++++ Extrait fourni ++++

La démonstration de la perte de valeur potentielle est insuffisante

Alors que le tribunal de première instance concluait que l’usage « terrain de golf » faisait perdre à l’immeuble sa valeur potentielle équivalant ainsi à une négation du droit de propriété sans compensation, la Cour d’appel en a conclu autrement. 

La Cour d’appel affirme que la simple diminution de valeur de l’immeuble est en soi insuffisante pour conclure à une expropriation déguisée. Il doit effectivement être démontré que toute utilisation raisonnable de l’immeuble est supprimée par les restrictions réglementaires. Cette démonstration doit tenir compte de l’utilisation potentielle optimale, en fonction de la nature même du terrain et des différentes utilisations qui en ont été faites. A cet égard, la Cour souligne que l’immeuble de l’intimée en l’espèce était utilisé depuis de nombreuses années à titre de terrain de golf.

[65]      […] Ainsi, la perte de la « valeur potentielle » des terrains de Boutique de golf ne suffit pas pour conclure à leur expropriation.

Il s’ensuit qu’il faut démontrer plus que la perte de valeur potentielle pour conclure à une expropriation. La Cour d’appel a donc refusé d’affirmer que l’usage « terrain de golf » imposé par la réglementation de zonage était un usage trop restrictif pouvant conduire à une situation d’expropriation déguisée.

Utilisation raisonnable selon les usages autorisés

De surcroît, en analysant la nomenclature des usages autorisés au règlement de zonage de la Ville en fonction des règles d’interprétation qui y sont prévues, la Cour d’appel conclut que l’usage « terrain de golf » constitue une utilisation raisonnable de l’immeuble. La Cour retient en effet que plusieurs usages de la classe « Commerce récréotouristique (C-4) » incluant l’usage « terrain de golf » sont autorisés dans la zone où se situe l’immeuble de l’intimée : 

[82]      Bref, j’abonde dans le sens de la Ville que tous les usages de la classe « Commerce récréotouristique (C-4) », dont l’usage « terrain de golf », sont permis dans la zone où se trouvent les terrains de Boutique de golf. Dans ce contexte, je ne peux me convaincre que le Règlement 601-2013-27 prive cette dernière de l’utilisation raisonnable de ses terrains. Celle-ci peut continuer à les utiliser pour exploiter un terrain de golf. C’est l’utilisation qui a cours depuis le début des années 50. Elle a aussi le choix parmi une trentaine d’usages de la classe « Commerce récréotouristique (C-4) ».

++++

Relevez toutes les expressions distinctes placées entre guillemets « » dans l'extrait sur l'expropriation déguisée, en ne citant chacune qu'une seule fois. La liste qui suit provient d'une autre source.

++++ Liste des enregistrements ++++

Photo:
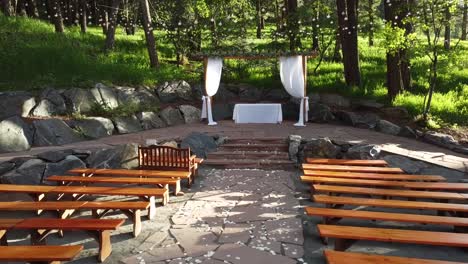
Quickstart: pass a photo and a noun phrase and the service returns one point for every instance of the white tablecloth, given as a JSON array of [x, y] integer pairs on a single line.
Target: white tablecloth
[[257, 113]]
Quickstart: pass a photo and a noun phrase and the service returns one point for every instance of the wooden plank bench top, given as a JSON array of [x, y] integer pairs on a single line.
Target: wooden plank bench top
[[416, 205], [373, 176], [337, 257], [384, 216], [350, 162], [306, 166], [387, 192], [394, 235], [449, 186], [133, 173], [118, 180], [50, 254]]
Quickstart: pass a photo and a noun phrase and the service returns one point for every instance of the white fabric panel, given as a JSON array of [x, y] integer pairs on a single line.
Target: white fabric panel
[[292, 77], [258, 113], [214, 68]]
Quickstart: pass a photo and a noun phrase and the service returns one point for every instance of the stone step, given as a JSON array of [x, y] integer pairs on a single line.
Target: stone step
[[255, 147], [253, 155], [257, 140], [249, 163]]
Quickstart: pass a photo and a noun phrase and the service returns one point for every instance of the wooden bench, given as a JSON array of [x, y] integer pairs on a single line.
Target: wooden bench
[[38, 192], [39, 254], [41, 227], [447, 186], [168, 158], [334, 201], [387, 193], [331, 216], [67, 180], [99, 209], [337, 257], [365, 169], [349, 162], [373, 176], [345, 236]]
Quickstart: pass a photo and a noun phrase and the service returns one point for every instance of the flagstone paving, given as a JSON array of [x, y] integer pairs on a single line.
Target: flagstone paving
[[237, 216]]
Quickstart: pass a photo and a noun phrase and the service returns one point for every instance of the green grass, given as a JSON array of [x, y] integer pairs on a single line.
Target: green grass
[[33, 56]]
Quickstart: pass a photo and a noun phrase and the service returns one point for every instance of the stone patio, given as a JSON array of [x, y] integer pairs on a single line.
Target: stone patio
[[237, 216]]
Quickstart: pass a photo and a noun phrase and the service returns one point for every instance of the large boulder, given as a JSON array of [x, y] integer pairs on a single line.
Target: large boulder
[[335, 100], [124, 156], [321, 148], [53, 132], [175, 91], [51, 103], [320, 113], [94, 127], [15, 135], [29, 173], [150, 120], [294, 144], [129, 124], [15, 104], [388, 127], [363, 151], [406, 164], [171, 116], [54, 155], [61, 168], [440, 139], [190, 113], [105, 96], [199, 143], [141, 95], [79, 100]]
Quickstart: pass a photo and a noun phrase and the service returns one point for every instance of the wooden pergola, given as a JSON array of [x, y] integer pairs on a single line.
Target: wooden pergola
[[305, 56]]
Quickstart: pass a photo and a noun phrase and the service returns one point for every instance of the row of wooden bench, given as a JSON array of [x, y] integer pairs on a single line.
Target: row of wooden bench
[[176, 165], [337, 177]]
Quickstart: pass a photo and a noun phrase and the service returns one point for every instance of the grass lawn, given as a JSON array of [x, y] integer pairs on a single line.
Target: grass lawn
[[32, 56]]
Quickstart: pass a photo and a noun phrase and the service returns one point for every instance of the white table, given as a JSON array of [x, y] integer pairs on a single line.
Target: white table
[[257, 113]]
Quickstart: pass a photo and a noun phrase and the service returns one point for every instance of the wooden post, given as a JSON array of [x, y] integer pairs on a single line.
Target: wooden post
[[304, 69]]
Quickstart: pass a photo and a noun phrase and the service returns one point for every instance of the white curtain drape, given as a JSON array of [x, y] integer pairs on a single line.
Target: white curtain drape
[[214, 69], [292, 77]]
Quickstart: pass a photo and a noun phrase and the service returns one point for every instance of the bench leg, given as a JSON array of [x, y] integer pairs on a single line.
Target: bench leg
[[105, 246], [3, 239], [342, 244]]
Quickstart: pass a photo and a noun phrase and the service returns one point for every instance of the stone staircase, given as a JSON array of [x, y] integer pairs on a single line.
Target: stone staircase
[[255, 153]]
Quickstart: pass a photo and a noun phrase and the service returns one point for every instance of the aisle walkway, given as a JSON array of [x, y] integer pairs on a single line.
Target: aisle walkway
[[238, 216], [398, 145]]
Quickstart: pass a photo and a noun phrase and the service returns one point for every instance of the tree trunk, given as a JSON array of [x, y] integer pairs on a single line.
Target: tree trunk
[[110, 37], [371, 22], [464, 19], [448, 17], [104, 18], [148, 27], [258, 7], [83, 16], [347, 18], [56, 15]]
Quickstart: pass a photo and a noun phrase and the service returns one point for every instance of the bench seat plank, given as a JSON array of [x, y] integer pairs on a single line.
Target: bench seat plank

++++

▸ **Résultat final**
- terrain de golf
- valeur potentielle
- Commerce récréotouristique (C-4)